## WRITTEN PROBLEM
Convert the listing below into a JSON list of strings, one string per line and no blank lines, starting at its first line and stopping after the line that contains "70 285 L 70".

## DATA PROVIDED
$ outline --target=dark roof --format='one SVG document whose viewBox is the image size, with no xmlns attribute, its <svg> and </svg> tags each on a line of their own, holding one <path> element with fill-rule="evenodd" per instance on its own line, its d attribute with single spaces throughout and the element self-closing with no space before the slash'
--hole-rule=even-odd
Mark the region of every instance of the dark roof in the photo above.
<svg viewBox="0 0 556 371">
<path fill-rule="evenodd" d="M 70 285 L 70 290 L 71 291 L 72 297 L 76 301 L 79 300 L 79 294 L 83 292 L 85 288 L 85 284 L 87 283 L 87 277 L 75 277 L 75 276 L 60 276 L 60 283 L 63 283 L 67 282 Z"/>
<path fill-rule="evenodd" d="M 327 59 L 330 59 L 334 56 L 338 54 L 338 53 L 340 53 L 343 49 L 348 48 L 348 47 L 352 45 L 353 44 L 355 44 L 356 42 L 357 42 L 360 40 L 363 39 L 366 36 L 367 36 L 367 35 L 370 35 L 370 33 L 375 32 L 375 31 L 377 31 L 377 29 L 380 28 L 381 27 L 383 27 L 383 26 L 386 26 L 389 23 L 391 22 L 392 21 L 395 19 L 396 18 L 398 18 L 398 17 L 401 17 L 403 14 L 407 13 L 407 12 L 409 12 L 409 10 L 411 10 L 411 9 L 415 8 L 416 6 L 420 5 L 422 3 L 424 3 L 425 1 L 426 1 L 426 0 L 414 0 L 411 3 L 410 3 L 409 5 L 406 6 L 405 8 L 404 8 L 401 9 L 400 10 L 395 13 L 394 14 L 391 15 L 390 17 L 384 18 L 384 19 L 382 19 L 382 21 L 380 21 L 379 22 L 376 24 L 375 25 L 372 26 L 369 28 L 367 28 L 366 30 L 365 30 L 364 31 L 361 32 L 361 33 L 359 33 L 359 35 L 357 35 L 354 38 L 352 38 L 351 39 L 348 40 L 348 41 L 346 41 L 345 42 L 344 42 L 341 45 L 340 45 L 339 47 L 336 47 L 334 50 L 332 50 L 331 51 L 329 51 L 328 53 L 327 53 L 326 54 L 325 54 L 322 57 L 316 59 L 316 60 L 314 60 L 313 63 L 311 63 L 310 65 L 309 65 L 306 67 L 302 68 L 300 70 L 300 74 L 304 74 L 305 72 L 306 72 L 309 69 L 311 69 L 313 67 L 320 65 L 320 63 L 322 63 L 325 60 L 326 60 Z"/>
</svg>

## SOLUTION
[
  "$ outline --target=dark roof --format='one SVG document whose viewBox is the image size, with no xmlns attribute, its <svg> and </svg> tags each on a line of their own, holding one <path> element with fill-rule=\"evenodd\" per instance on its own line, its d attribute with single spaces throughout and the element self-closing with no space before the slash'",
  "--hole-rule=even-odd",
  "Mark the region of every instance of the dark roof in the photo above.",
  "<svg viewBox=\"0 0 556 371\">",
  "<path fill-rule=\"evenodd\" d=\"M 70 285 L 70 290 L 71 291 L 72 297 L 76 301 L 79 300 L 79 294 L 83 292 L 85 288 L 85 284 L 87 283 L 87 277 L 75 277 L 75 276 L 60 276 L 60 283 L 63 283 L 67 282 Z\"/>"
]